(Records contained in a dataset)
******************************

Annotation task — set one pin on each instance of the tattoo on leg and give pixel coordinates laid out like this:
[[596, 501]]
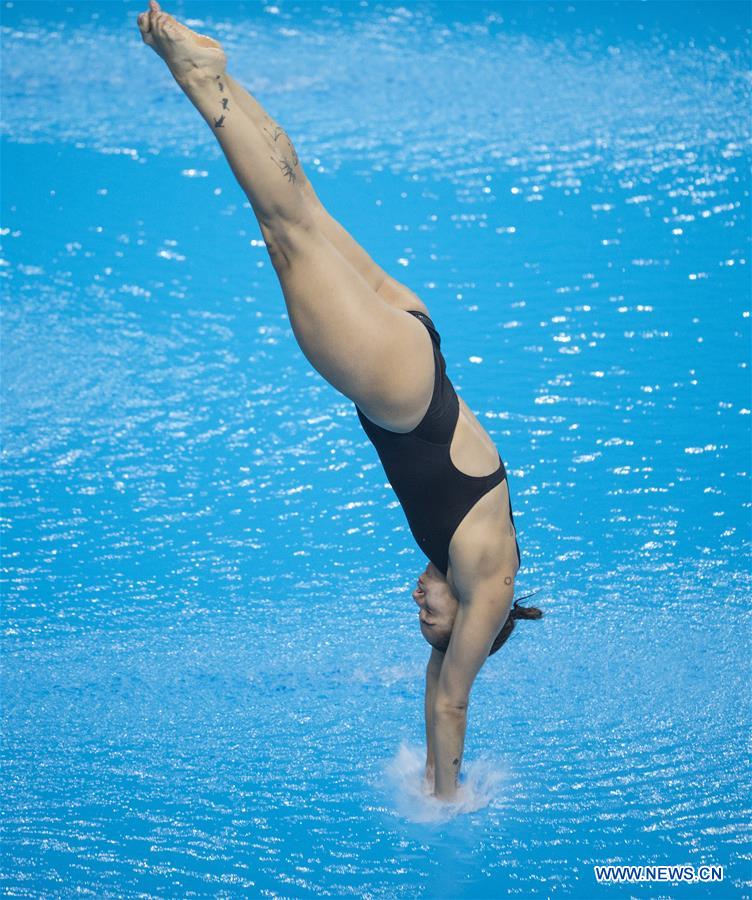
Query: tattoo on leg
[[276, 133], [287, 169]]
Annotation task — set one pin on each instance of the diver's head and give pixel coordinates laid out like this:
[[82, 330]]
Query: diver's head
[[438, 609]]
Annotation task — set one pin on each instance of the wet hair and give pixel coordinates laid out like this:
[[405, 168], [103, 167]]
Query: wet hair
[[516, 612]]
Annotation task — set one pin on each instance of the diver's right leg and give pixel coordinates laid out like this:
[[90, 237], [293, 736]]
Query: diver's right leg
[[373, 353], [389, 289]]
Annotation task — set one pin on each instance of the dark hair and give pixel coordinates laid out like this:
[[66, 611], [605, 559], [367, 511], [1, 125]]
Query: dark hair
[[516, 612]]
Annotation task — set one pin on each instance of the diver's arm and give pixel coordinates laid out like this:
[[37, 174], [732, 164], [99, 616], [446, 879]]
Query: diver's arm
[[432, 680], [482, 611]]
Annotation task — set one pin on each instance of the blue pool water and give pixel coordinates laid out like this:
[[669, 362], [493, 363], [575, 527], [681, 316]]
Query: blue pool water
[[212, 669]]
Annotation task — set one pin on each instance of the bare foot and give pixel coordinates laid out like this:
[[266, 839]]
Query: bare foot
[[185, 52]]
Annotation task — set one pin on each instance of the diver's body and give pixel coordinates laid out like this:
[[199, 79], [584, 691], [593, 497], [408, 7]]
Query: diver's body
[[366, 334]]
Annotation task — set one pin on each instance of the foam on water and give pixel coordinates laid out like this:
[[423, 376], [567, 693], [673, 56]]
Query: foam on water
[[480, 785]]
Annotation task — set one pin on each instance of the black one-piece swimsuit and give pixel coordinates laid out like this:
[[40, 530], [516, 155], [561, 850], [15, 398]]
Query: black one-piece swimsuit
[[435, 495]]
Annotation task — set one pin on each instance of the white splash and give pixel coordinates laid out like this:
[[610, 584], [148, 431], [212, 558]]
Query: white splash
[[480, 785]]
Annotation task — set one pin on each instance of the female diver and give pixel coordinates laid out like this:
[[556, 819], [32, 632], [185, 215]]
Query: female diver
[[373, 339]]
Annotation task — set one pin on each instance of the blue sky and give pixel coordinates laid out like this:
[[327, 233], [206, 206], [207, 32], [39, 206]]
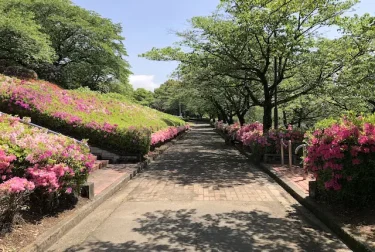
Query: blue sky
[[150, 23]]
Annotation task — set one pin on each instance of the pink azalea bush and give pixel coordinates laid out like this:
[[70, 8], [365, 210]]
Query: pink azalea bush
[[251, 135], [342, 157], [275, 136], [109, 121], [35, 163]]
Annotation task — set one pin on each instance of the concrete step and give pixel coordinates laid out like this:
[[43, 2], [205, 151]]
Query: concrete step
[[100, 164]]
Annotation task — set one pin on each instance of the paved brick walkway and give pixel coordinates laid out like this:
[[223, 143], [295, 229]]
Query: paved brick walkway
[[294, 175], [201, 195]]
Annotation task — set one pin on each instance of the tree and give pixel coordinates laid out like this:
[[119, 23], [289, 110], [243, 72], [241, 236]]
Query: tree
[[144, 97], [21, 41], [166, 97], [70, 46], [272, 47]]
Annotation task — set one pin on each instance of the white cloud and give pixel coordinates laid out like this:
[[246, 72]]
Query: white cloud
[[143, 81]]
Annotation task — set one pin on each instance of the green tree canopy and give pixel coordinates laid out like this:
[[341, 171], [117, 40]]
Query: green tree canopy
[[64, 43]]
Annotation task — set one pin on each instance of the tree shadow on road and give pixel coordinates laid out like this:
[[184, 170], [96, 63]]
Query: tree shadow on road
[[186, 230], [202, 157]]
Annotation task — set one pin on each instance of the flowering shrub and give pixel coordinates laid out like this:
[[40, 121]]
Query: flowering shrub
[[275, 136], [220, 125], [13, 195], [37, 163], [257, 126], [342, 157], [232, 129], [162, 136], [109, 121]]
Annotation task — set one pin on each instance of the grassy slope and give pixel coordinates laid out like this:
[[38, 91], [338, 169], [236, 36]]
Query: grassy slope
[[87, 105]]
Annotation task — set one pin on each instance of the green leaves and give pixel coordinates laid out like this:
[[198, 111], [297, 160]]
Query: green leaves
[[64, 43]]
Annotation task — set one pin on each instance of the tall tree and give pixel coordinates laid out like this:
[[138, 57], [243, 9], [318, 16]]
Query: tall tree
[[271, 46], [79, 47]]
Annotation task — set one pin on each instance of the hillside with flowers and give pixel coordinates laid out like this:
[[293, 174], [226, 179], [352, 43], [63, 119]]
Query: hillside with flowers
[[109, 121], [37, 168]]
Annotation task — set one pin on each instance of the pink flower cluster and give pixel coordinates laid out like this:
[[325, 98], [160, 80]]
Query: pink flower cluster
[[16, 185], [339, 150], [167, 134], [49, 177], [103, 118], [275, 136], [5, 164], [47, 161], [249, 129]]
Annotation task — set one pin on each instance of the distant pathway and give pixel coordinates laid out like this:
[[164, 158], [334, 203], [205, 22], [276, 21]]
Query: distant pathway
[[201, 195]]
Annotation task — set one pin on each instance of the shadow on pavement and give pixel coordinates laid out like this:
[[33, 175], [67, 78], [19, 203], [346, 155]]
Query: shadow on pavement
[[185, 230]]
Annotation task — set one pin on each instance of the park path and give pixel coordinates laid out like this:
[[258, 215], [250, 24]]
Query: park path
[[200, 195]]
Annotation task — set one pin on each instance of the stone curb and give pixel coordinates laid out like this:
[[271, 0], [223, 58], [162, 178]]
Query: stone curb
[[49, 237], [349, 239]]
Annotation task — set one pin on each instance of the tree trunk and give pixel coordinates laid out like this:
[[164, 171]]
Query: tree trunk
[[285, 120], [230, 119], [241, 118], [276, 112], [267, 116]]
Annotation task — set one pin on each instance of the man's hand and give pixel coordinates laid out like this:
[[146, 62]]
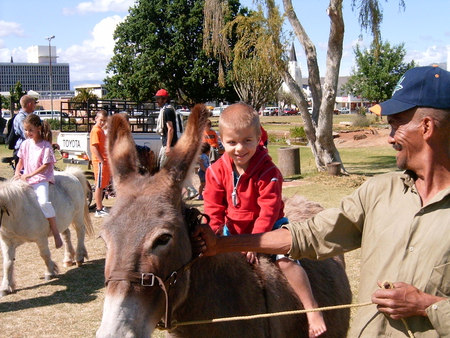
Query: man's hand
[[203, 240], [403, 300]]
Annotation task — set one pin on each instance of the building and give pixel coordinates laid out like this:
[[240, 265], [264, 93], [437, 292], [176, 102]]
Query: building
[[35, 75], [294, 69], [97, 89]]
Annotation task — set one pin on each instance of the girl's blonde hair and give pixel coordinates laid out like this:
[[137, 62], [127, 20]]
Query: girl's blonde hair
[[46, 130], [239, 116]]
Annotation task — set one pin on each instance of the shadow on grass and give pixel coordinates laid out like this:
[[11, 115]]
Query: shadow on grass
[[81, 285]]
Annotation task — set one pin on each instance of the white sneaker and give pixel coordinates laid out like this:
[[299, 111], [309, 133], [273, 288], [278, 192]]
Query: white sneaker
[[101, 213]]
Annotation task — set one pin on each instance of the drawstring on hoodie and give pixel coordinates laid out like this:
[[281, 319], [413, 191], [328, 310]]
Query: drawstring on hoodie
[[234, 192]]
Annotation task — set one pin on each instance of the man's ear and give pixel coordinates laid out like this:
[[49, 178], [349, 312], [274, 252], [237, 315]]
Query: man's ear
[[428, 127]]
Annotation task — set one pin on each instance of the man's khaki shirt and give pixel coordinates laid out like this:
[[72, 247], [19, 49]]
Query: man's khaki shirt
[[400, 241]]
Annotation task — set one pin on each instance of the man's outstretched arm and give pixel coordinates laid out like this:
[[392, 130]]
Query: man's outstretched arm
[[273, 242]]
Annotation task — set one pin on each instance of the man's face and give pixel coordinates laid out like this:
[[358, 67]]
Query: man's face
[[405, 137]]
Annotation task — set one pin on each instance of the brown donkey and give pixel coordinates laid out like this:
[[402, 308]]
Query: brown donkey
[[152, 276]]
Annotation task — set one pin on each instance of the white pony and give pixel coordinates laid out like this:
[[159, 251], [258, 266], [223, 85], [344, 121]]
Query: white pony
[[21, 220]]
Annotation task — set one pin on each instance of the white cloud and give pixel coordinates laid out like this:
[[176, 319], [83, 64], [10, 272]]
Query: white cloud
[[100, 6], [433, 54], [88, 61], [10, 28]]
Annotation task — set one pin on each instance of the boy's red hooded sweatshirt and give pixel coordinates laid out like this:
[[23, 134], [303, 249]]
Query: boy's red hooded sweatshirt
[[250, 205]]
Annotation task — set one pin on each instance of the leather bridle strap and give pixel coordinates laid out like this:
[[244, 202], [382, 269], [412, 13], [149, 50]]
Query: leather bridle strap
[[148, 279]]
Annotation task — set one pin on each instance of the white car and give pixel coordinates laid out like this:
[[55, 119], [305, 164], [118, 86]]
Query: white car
[[218, 110]]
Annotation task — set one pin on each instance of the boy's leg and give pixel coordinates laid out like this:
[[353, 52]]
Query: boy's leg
[[299, 281], [55, 232]]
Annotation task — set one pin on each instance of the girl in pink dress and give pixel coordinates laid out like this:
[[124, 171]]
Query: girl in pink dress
[[36, 158]]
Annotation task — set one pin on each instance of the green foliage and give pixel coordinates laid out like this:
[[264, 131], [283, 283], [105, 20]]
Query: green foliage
[[297, 132], [258, 50], [362, 121], [375, 77], [159, 45]]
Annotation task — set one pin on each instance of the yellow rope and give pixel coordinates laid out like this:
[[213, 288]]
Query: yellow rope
[[287, 313], [389, 285], [265, 315]]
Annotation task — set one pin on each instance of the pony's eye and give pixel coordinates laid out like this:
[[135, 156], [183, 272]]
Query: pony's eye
[[162, 240]]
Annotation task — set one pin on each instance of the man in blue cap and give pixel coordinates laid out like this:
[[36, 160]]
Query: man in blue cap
[[400, 220]]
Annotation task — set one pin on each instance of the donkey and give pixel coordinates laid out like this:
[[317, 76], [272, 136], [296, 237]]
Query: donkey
[[151, 273], [22, 221]]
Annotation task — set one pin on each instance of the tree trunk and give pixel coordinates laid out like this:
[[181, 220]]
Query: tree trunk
[[319, 125]]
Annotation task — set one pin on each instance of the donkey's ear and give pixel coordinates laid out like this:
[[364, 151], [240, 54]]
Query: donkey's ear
[[188, 146], [121, 149]]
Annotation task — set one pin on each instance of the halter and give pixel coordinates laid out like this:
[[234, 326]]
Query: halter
[[147, 279]]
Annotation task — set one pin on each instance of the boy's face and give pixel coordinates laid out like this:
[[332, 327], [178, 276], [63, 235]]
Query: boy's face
[[100, 120], [240, 145]]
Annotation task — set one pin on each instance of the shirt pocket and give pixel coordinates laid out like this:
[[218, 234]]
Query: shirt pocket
[[439, 283], [241, 219]]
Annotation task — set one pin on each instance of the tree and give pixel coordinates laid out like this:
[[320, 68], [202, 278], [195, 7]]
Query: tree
[[318, 125], [252, 57], [159, 45], [84, 97], [375, 76]]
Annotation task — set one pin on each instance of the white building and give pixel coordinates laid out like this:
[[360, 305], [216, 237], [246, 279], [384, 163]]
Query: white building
[[35, 75], [294, 69], [96, 89]]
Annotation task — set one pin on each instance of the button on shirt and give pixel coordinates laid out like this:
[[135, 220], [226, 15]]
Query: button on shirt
[[400, 241]]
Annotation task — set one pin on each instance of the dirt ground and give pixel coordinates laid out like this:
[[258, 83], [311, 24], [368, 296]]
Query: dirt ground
[[362, 138]]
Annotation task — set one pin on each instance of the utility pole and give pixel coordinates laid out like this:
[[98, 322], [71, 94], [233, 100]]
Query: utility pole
[[51, 75]]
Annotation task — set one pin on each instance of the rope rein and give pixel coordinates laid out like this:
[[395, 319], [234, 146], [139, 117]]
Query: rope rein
[[175, 324], [266, 315], [389, 285]]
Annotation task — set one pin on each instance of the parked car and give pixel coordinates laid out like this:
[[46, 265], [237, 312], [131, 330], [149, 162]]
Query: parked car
[[218, 110], [289, 111], [271, 111], [47, 114]]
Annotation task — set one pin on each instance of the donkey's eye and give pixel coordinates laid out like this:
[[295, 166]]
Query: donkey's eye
[[162, 240]]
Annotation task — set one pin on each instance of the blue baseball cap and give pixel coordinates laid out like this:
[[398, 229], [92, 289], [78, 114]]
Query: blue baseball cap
[[418, 87]]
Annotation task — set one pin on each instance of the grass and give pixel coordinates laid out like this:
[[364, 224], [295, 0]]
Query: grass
[[71, 305]]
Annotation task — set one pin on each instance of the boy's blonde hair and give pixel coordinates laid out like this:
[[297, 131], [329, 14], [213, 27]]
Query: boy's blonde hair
[[102, 112], [25, 99], [239, 116]]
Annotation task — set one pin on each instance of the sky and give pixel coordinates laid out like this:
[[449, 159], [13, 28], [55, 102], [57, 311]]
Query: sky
[[83, 31]]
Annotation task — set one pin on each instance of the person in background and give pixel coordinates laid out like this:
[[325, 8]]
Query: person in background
[[400, 220], [210, 136], [28, 104], [36, 159], [166, 125], [264, 141], [100, 161], [204, 164], [244, 196]]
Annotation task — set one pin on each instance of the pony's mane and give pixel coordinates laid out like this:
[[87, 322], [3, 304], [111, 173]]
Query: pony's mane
[[13, 192]]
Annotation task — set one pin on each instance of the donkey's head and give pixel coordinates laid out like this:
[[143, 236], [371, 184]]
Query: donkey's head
[[145, 232]]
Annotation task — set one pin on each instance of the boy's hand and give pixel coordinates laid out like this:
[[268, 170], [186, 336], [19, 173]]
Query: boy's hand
[[203, 240]]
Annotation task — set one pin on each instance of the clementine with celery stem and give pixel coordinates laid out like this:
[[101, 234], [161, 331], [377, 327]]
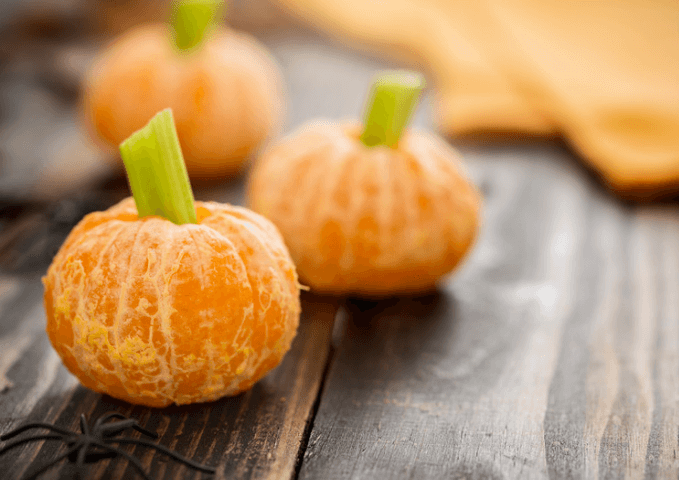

******************************

WHAT TO DO:
From the records above, print only the lines between the one holding "[[218, 234]]" and the one holding "of the button", inclusive, exactly as they stand.

PROBLEM SOLUTION:
[[218, 234]]
Query: shirt pocket
[[439, 283], [241, 219]]
Annotation task — set one pin on each instance of the tree and give pixel coordinates laid out like this:
[[320, 68], [202, 278], [195, 7]]
Query: tree
[[318, 125], [252, 57], [159, 45], [84, 97], [375, 76]]
Annotation task — set one pin on each instance of the white building and give pixel coordinates laid out like this:
[[360, 305], [216, 237], [246, 279], [384, 163]]
Query: white building
[[35, 75], [294, 69], [96, 89]]
Annotation task — set one pin on each instance of the button on shirt and give pixel coordinates laid out like this:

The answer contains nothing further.